__List of tasks__
1. Which deputy president issued the Fair Work Commission decision on the Acciona enterprise agreement?
2. Resume the Fair Work Commission decision on the Acciona enterprise agreement after its last sentence and carry it on.
── Passage shown
Acciona Construction Australia Pty Ltd T/A Acciona Construction Australia Pty Ltd

Case

[2023] FWCA 2041

4 JULY 2023


[2023] FWCA 2041

FAIR WORK COMMISSION

DECISION

Fair Work Act 2009

s.185—Enterprise agreement

Acciona Construction Australia Pty Ltd T/A Acciona Construction Australia Pty Ltd

(AG2023/1642)

ACCIONA CONSTRUCTION AUSTRALIA PTY LTD WESTERN AUSTRALIA ENTERPRISE AGREEMENT 2023

Building, metal and civil construction industries

DEPUTY PRESIDENT BOYCE

SYDNEY, 4 JULY 2023

Application for approval of the Acciona Construction Australia Pty Ltd Western Australia Enterprise Agreement 2023 – request by CFMMEU and CEPU to be granted leave to intervene in proceedings – Intervention by unions opposed by Applicant -  Unions identify no right, interest or legitimate expectation to be involved in enterprise agreement approval proceedings – union not bargaining representative and not otherwise involved in proposed enterprise agreement being made by relevant employees – no issue that Unions as contradictors could assist with given Commission’s role in enterprise agreement approvals – Unions request for intervention denied – undertakings provided - enterprise agreement approved.

  1. An application has been made for the approval of a proposed enterprise agreement to be known as the Acciona Construction Australia Pty Ltd Western Australia Enterprise Bargaining Agreement 2023 (Agreement). The application is made pursuant to s.185 of the Fair Work Act 2009 (Act). It has been made by Acciona Construction Pty Ltd (Applicant/Employer). The Agreement is a single enterprise agreement.
────
── Source data
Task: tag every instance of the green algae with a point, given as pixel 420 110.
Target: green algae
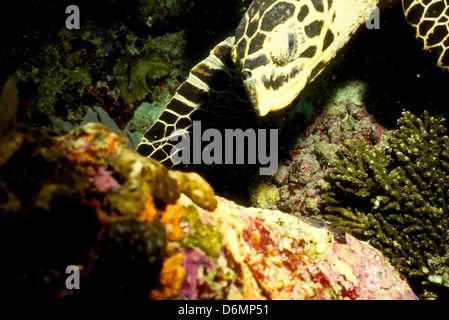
────
__Results of the exercise__
1. Deputy President Boyce

2.
Background

  1. The application was filed with the Commission on 30 May 2023, and allocated to my Chambers on 6 June 2023. Later that day, I listed the matter for Mention/Directions on 8 June 2023, noting that:

a)   on 31 May 2023, the Construction Forestry Maritime Mining and Energy Union (CFMMEU) had made a request to access the digital file in this matter (a copy of the redacted digital file was provided to the CFMMEU that day by the Commission’s Agreements and Member Assist Team); and

b)   on 2 June 2023, the Communications, Electrical, Electronic, Energy, Information, Postal, Plumbing and Allied Services Union (CEPU), had made a request to access the digital file in this matter “as it believes it has members who will be covered by this Agreement and wishes to be heard on this matter”[1] (a copy of the redacted digital file was provided to the CEPU on 5 June 2023 by the Commission’s Agreements and Member Assist Team).

  1. At the Mention/Directions on 8 June 2023, both the CFMMEU and CEPU sought leave to fully participate in these proceedings, whilst the Applicant opposed the unions’ being granted such leave. In the circumstances, I issued the following directions:

[1]      By 4.00pm AEST on Friday, 16 June 2023, the CEPU and CFMMEU (Unions) must file with the Commission and serve upon the Applicant any written submissions they seek to make in relation to any intervention and its scope in the matter, and access to unredacted copies of materials filed by the Applicant.

[2]       By 4.00pm AEST on Friday, 23 June 2023, the Applicant must file with the Commission and serve upon the Unions any written submissions in response to the Unions’ submissions and in support of its application.”

  1. Both the Unions and the Applicant filed written submissions in accordance with the foregoing directions.

Submissions regarding Union intervention

  1. The Unions’ submissions as to intervention (relevantly) read:

“1. The Unions have applied for leave to intervene in proceedings for the approval of the Acciona Construction Australia Pty Ltd Western Australia Enterprise Bargaining Agreement 2023 (Agreement).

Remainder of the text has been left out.